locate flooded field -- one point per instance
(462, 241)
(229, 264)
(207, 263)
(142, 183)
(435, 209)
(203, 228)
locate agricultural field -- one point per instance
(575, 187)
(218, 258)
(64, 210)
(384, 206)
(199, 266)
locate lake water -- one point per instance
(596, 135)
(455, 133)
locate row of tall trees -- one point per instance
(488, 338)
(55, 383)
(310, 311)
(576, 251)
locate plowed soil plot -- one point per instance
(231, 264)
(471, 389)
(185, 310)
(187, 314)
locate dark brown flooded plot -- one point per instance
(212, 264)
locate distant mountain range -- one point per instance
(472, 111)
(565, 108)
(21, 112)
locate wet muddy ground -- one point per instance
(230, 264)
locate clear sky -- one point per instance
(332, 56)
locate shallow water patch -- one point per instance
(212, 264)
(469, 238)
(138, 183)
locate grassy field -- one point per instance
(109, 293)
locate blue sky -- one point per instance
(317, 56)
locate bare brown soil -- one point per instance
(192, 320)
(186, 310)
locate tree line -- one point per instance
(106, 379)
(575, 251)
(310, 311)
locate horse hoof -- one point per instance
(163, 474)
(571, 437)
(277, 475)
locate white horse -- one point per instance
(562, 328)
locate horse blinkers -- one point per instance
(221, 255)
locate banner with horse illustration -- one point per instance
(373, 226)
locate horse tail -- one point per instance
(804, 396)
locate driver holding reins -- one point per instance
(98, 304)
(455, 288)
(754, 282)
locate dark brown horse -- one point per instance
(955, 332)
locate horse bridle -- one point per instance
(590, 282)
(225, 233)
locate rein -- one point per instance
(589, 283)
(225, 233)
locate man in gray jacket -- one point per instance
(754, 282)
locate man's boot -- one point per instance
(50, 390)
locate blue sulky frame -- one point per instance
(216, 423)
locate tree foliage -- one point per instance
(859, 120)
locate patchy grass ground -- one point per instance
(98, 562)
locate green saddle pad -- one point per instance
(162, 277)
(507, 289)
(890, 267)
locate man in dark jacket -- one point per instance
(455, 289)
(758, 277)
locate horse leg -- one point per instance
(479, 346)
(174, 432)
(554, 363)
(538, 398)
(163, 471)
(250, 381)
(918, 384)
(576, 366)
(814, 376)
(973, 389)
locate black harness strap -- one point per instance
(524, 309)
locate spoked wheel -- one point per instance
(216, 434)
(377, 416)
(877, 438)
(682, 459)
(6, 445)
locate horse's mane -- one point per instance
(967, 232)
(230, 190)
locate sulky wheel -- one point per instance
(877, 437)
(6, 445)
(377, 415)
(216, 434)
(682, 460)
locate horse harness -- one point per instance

----------------

Objective: Reproduce every one of the entries above verbatim, preserving each line as it stands.

Solution to this task:
locate flooded field -- one point per instance
(462, 241)
(229, 264)
(207, 263)
(142, 183)
(435, 209)
(203, 228)
locate agricultural field -- one point per instance
(575, 187)
(218, 258)
(64, 210)
(384, 206)
(199, 266)
locate lake water -- one point per instance
(596, 135)
(455, 133)
locate row of tall trees -- one point per instance
(488, 338)
(55, 383)
(310, 311)
(576, 251)
locate plowed soil plot -- one point per instance
(231, 264)
(471, 389)
(185, 310)
(187, 314)
locate dark brown flooded plot -- one point per instance
(212, 264)
locate distant mountain range -- one point per instance
(472, 111)
(565, 108)
(21, 112)
locate wet muddy ground -- one point per instance
(230, 264)
locate clear sky -- one point per instance
(332, 56)
locate shallow water patch -- one point per instance
(212, 264)
(469, 238)
(138, 183)
locate grassy field -- one point per instance
(109, 293)
locate blue sky -- one point per instance
(317, 56)
locate bare brown soil -- one point per instance
(192, 320)
(186, 310)
locate tree line -- one point per instance
(106, 379)
(575, 251)
(310, 311)
locate horse hoof -- one point per instance
(163, 474)
(571, 437)
(277, 475)
locate white horse -- one point per instance
(562, 328)
locate horse blinkers -- one point per instance
(221, 255)
locate banner with horse illustration -- one point per instance
(373, 226)
locate horse tail -- one point per instance
(804, 396)
locate driver holding reins -- one point per instance
(98, 304)
(455, 288)
(754, 282)
locate dark brown horse -- one point per instance
(955, 332)
locate horse bridle -- one point per instance
(590, 282)
(225, 233)
locate rein -- one point per instance
(589, 283)
(225, 233)
locate man in gray jacket -- one point per instance
(754, 282)
locate man's boot -- one point per instance
(50, 390)
locate blue sulky frame -- one point per instance
(216, 423)
locate tree foliage -- one point per instance
(859, 120)
locate patchy grass ground -- one point per instance
(98, 562)
locate green saddle pad -- one point per instance
(162, 277)
(507, 289)
(890, 267)
locate man in dark jacket -- one point per instance
(455, 289)
(758, 277)
locate horse leg -- one point per instance
(479, 346)
(174, 432)
(554, 363)
(538, 398)
(163, 471)
(250, 381)
(918, 384)
(576, 366)
(814, 376)
(973, 389)
locate black harness strap -- one point per instance
(524, 309)
locate spoked wheel -- one point per instance
(216, 434)
(377, 416)
(877, 438)
(682, 459)
(6, 445)
locate horse's mane -- one point per instance
(967, 232)
(230, 190)
locate sulky wheel -- one point per instance
(877, 437)
(6, 445)
(377, 415)
(216, 434)
(682, 460)
locate horse harness -- one point per instance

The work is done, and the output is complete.